### YOUR INSTRUCTIONS
Rewrite the listing below as a numbered list, one line per item, and drop the blank lines.
────────────────────
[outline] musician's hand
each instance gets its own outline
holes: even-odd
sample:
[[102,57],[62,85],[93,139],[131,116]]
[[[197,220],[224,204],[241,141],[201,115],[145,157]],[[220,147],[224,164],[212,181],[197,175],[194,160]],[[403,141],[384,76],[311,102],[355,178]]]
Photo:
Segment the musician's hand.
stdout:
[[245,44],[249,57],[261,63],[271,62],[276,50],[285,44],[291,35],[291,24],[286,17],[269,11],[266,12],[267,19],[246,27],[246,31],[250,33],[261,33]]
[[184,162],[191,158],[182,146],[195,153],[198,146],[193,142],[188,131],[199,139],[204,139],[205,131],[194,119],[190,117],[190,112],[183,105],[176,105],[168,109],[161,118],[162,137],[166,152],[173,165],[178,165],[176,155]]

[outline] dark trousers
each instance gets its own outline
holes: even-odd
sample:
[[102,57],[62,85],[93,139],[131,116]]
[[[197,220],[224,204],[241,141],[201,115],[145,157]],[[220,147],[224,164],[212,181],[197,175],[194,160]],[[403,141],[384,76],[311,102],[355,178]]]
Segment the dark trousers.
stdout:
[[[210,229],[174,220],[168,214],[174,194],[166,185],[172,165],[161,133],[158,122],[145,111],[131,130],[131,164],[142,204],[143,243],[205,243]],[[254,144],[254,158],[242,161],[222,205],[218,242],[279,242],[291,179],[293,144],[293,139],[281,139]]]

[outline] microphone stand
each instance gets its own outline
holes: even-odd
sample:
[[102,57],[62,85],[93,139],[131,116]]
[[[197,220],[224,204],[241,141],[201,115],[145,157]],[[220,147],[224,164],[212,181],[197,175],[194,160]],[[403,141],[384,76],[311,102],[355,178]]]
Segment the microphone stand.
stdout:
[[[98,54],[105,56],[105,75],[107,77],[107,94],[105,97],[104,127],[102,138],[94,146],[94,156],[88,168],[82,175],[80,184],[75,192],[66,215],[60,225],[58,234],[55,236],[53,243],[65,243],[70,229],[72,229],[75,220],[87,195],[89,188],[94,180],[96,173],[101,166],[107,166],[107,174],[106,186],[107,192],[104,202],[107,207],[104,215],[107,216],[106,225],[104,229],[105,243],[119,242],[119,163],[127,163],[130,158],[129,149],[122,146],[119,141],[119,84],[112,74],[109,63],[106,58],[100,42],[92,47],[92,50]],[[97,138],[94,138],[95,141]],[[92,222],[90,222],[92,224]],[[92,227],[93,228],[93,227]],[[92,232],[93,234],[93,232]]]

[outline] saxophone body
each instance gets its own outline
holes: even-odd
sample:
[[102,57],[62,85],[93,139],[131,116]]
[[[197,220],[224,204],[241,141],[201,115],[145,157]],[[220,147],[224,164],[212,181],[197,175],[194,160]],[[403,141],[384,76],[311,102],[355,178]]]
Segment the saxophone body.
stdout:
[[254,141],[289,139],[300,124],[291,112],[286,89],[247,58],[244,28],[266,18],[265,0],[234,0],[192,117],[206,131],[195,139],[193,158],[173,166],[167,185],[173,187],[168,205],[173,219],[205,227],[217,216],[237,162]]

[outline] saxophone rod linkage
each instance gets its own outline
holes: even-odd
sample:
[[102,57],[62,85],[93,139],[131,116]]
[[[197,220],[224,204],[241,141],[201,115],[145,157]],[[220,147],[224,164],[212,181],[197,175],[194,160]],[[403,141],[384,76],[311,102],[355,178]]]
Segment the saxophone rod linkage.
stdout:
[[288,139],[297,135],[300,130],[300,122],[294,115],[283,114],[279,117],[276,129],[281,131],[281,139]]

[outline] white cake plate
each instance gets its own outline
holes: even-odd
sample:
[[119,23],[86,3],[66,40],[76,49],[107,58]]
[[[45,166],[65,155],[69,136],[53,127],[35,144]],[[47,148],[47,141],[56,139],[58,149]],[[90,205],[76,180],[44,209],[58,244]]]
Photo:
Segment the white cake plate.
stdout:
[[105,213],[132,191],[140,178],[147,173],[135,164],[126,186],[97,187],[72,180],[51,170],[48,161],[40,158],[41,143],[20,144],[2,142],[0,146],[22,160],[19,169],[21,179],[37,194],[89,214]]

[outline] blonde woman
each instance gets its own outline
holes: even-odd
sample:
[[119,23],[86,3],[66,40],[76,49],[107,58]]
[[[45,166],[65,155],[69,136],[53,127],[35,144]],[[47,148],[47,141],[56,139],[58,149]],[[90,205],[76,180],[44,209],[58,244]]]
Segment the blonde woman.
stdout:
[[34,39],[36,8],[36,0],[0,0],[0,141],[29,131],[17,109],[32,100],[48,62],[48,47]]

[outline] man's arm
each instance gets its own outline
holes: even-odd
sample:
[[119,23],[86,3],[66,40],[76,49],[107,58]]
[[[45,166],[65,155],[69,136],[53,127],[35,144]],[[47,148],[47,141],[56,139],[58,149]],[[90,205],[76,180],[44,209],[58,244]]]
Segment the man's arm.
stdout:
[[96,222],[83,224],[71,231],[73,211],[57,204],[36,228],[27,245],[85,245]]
────────────────────
### ANSWER TO THE PROBLEM
1. [outline] musician's hand
2. each instance gets its own outline
3. holes: even-odd
4. sample:
5. [[102,57],[62,85],[93,139],[131,116]]
6. [[[197,220],[224,204],[241,141],[201,115],[145,157]],[[220,147],[224,164],[212,181],[197,175],[194,160]],[[403,141],[384,76],[311,102],[355,178]]]
7. Photo:
8. Segment the musician's hand.
9. stdout:
10. [[245,44],[249,57],[261,63],[271,62],[276,50],[285,44],[291,35],[291,24],[286,17],[269,11],[266,12],[267,19],[246,27],[246,31],[250,33],[261,33]]
11. [[184,162],[191,158],[182,146],[195,153],[198,146],[193,142],[188,131],[199,139],[204,139],[205,131],[194,119],[190,117],[190,112],[183,105],[176,105],[168,109],[161,118],[162,137],[166,152],[173,165],[178,165],[176,155]]
12. [outline] dark trousers
13. each instance gets its own outline
14. holes: even-odd
15. sample:
16. [[102,57],[62,85],[93,139],[131,116]]
17. [[[197,220],[224,204],[241,141],[201,115],[145,157]],[[220,147],[224,164],[212,181],[197,175],[194,160]],[[403,141],[384,76],[311,102],[355,178]]]
18. Segment the dark trousers.
19. stdout:
20. [[[210,229],[174,220],[168,214],[174,194],[166,185],[172,165],[161,133],[158,122],[145,111],[131,130],[131,164],[142,204],[143,243],[205,243]],[[254,144],[254,158],[242,161],[222,205],[218,242],[279,242],[291,179],[293,144],[293,139],[281,139]]]
21. [outline] microphone stand
22. each instance gets its own outline
23. holes: even-odd
24. sample:
25. [[102,57],[62,85],[93,139],[131,116]]
26. [[[197,220],[224,204],[241,141],[201,115],[145,157]],[[220,147],[224,164],[212,181],[197,175],[194,160]],[[403,141],[384,76],[311,102],[355,178]]]
27. Segment the microphone stand.
28. stdout:
29. [[[98,54],[105,56],[105,75],[107,77],[107,94],[105,97],[104,127],[102,138],[94,146],[94,156],[88,168],[82,175],[80,184],[75,192],[66,215],[60,225],[58,234],[55,236],[53,243],[65,243],[70,229],[72,229],[75,220],[87,195],[89,188],[94,180],[96,173],[101,166],[107,166],[107,174],[106,186],[107,192],[104,202],[107,207],[104,215],[107,216],[106,225],[104,229],[105,243],[119,242],[119,163],[127,163],[130,158],[129,149],[122,146],[119,141],[119,84],[112,74],[109,63],[106,58],[100,42],[92,47],[92,50]],[[97,138],[94,138],[95,141]],[[92,222],[90,222],[92,224]],[[92,227],[93,228],[93,227]],[[92,232],[93,234],[93,232]]]
30. [outline] saxophone body
31. each instance gets its own outline
32. holes: even-odd
33. sample:
34. [[102,57],[62,85],[93,139],[131,116]]
35. [[[197,220],[224,204],[241,141],[201,115],[145,157]],[[220,147],[224,164],[212,181],[197,175],[194,160]],[[403,141],[384,76],[311,102],[355,178]]]
36. Segment the saxophone body.
37. stdout:
38. [[254,141],[289,139],[300,124],[291,112],[286,89],[247,58],[244,28],[266,18],[265,0],[234,0],[192,117],[206,131],[195,139],[193,158],[173,166],[167,185],[173,187],[168,205],[173,219],[205,227],[217,216],[237,162]]
39. [outline] saxophone rod linkage
40. each instance gets its own outline
41. holes: even-odd
42. sample:
43. [[102,57],[62,85],[93,139],[131,116]]
44. [[[197,220],[224,204],[241,141],[201,115],[145,157]],[[220,147],[224,164],[212,181],[197,175],[194,160]],[[403,141],[384,76],[311,102],[355,178]]]
45. Segment the saxophone rod linkage.
46. stdout:
47. [[288,139],[297,135],[300,130],[300,122],[294,115],[283,114],[279,117],[276,129],[281,131],[281,139]]
48. [outline] white cake plate
49. each instance gets its own outline
50. holes: even-odd
51. sample:
52. [[119,23],[86,3],[66,40],[76,49],[107,58]]
53. [[[45,166],[65,155],[69,136],[53,127],[35,144]],[[47,148],[47,141],[56,139],[58,149]],[[90,205],[76,180],[44,209],[58,244]]]
54. Photo:
55. Segment the white cake plate.
56. stdout:
57. [[105,213],[132,191],[140,178],[147,173],[135,164],[126,186],[97,187],[72,180],[51,170],[48,161],[40,158],[41,143],[20,144],[2,142],[0,146],[22,160],[19,169],[21,179],[37,194],[89,214]]
58. [outline] blonde woman
59. each instance gets its own outline
60. holes: even-odd
61. sample:
62. [[119,23],[86,3],[66,40],[76,49],[107,58]]
63. [[[45,166],[65,155],[69,136],[53,127],[35,144]],[[47,148],[47,141],[56,139],[58,149]],[[90,205],[76,180],[44,209],[58,244]]]
64. Segment the blonde woman.
65. stdout:
66. [[34,39],[36,8],[36,0],[0,0],[0,141],[29,131],[17,109],[32,100],[48,62],[48,47]]
67. [outline] man's arm
68. each instance gets its own outline
69. holes: even-odd
70. sample:
71. [[119,23],[86,3],[66,40],[76,49],[107,58]]
72. [[[45,166],[65,155],[69,136],[53,127],[35,144]],[[47,148],[47,141],[56,139],[58,149]],[[90,205],[76,180],[44,209],[58,244]]]
73. Segment the man's arm.
74. stdout:
75. [[96,222],[83,224],[71,231],[73,211],[57,204],[36,228],[27,245],[85,245]]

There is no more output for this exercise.